● **EXERCISE INSTRUCTIONS**
1) Answer these questions using the article on Dottie West's album What I'm Cut Out to Be, one answer per line:
(a) In what month and year was the album released, and on which label?
(b) At which studio was the album recorded?
(c) Which song is the final track on the record?
2) Summarize the article on Dottie West's album What I'm Cut Out to Be in two sentences.
3) Carry the article on Dottie West's album What I'm Cut Out to Be forward from the point where it stops.

What I'm Cut Out to Be is a studio album by American country music artist Dottie West featuring the title song written by Red Lane. It was released in March 1968 on RCA Victor Records and was produced by Chet Atkins. It was West's eighth studio recording issued during her career. The album was a collection of new recordings and cover versions. The album did however reach peak positions on national publication charts at the time of its release.

Background and content
What I'm Cut Out to Be was recorded in November 1967 at RCA Studio B, a venue where West had cut most of her 1960's sessions. The album was produced by Chet Atkins. Atkins crafted the album in the Nashville Sound style of country music. The album itself consisted of 11 tracks. Some of the album's tracks were cover versions of songs first recorded by others. Many of the tracks were covers of songs by country artists. However some were covers of pop recordings. Among its pop covers was Roy Orbison's "Crying", the final track on the record. It also includes a recording of Tammy Wynette's "I Don't Wanna Play House". Several of the compositions, including the title track, was composed by songwriter Red Lane. Lane had also written the album's liner notes. "What I'm Cut Out to Be is the understatement of the decade for Dottie West. She is the ultimate of the word 'talent'," Lane wrote.

● **LISTED ENTRIES**
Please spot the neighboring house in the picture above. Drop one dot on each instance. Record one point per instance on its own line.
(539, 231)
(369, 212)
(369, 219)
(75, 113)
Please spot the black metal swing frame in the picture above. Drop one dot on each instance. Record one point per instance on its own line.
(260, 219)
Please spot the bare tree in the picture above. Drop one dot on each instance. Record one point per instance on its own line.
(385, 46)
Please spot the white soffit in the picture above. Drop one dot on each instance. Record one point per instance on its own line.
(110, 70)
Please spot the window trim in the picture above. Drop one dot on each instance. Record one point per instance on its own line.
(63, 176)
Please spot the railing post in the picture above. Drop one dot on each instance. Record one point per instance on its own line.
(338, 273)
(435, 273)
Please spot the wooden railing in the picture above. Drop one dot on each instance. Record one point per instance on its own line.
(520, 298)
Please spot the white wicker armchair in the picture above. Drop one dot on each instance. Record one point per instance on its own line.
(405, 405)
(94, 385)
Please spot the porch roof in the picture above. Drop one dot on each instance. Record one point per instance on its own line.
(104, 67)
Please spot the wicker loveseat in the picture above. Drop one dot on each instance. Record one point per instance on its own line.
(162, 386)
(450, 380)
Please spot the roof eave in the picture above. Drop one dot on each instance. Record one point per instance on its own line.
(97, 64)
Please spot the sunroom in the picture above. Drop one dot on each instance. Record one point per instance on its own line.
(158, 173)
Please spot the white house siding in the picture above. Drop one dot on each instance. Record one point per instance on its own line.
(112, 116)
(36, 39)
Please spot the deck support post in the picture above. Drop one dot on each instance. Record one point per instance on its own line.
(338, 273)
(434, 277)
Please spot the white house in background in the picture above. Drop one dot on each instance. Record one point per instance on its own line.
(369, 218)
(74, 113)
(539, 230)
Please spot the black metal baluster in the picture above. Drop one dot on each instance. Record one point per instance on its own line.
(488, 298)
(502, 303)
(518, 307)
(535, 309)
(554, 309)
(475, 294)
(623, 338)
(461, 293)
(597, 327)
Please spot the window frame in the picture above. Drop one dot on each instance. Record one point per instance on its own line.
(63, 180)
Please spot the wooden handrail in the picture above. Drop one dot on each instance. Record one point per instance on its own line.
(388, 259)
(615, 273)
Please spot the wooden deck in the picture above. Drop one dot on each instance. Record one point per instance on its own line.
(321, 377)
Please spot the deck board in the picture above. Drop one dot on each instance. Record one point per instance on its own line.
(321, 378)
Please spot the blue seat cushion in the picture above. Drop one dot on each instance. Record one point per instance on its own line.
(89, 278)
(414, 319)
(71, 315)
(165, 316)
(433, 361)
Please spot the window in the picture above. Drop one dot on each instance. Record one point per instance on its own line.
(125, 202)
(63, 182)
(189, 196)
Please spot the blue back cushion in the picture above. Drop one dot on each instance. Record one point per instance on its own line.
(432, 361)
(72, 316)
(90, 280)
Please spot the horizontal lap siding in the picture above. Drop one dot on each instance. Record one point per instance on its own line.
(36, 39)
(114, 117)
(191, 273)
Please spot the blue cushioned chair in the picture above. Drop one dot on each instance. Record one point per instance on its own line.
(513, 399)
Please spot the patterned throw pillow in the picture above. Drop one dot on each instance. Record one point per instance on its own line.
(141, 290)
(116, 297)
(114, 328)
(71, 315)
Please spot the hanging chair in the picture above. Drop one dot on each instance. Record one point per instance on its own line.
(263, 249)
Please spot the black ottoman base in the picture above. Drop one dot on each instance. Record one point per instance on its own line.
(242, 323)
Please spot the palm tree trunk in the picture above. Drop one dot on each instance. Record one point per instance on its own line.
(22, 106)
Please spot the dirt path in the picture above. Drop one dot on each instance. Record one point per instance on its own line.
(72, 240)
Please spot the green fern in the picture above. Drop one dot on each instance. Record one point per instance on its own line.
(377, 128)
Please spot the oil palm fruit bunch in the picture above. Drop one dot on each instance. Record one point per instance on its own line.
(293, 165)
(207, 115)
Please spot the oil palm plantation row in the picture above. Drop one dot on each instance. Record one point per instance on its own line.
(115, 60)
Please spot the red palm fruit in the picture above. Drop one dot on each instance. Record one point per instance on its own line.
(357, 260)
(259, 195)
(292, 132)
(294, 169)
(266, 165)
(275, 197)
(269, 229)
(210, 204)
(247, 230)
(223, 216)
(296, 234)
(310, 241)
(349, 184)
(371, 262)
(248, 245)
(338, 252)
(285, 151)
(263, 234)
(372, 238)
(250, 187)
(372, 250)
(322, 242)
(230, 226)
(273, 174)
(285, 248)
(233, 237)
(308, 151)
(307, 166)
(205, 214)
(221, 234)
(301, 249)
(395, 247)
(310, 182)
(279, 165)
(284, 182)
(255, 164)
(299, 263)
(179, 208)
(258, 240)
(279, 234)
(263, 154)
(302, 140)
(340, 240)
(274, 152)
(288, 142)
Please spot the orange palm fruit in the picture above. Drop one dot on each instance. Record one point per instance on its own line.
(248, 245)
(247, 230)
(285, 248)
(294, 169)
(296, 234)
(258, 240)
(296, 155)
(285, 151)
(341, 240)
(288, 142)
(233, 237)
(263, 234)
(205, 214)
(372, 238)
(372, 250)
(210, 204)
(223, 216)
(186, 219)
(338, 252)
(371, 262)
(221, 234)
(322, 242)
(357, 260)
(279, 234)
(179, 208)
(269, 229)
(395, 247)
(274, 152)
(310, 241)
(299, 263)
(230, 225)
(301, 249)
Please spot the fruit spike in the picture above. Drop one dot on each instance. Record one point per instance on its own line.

● **TASK-BY-TASK RESULTS**
1)
(a) March 1968, on RCA Victor Records.
(b) RCA Studio B.
(c) Roy Orbison's "Crying".

2) What I'm Cut Out to Be is Dottie West's eighth studio album, released in March 1968 on RCA Victor Records and produced by Chet Atkins in the Nashville Sound style after sessions at RCA Studio B in November 1967. Its 11 tracks mix new recordings with covers of country and pop songs, such as Roy Orbison's "Crying," and several compositions, including the title track, came from Red Lane, who also wrote the liner notes.

3)
Release and reception
What I'm Cut Out to Be was officially released in March 1968 on RCA Victor Records. It became West's eighth studio album at the time of its release. It was originally issued as a vinyl LP, containing six songs on "side one" and five songs on "side two" of the record. It was later re-released to digital and streaming retailers in 2018 by Sony Music Entertainment. The record spent 11 weeks on the Billboard Top Country Albums chart before peaking at number 18 in June 1968. What I'm Cut Out to Be became West's sixth album to make the latter chart. No singles were released or included from the project. Upon its release, What I'm Cut Out to Be received positive reception from Billboard magazine in their March 1968 issue. "Dottie's vocals are full of heart and style and they really cause a lump in the throat," staff writers said. They also highlighted the album tracks "My Baby's Gone" and "Where Love Is".

Track listing

Original vinyl version

Digital version

Personnel
All credits are adapted from the liner notes of What I'm Cut Out to Be.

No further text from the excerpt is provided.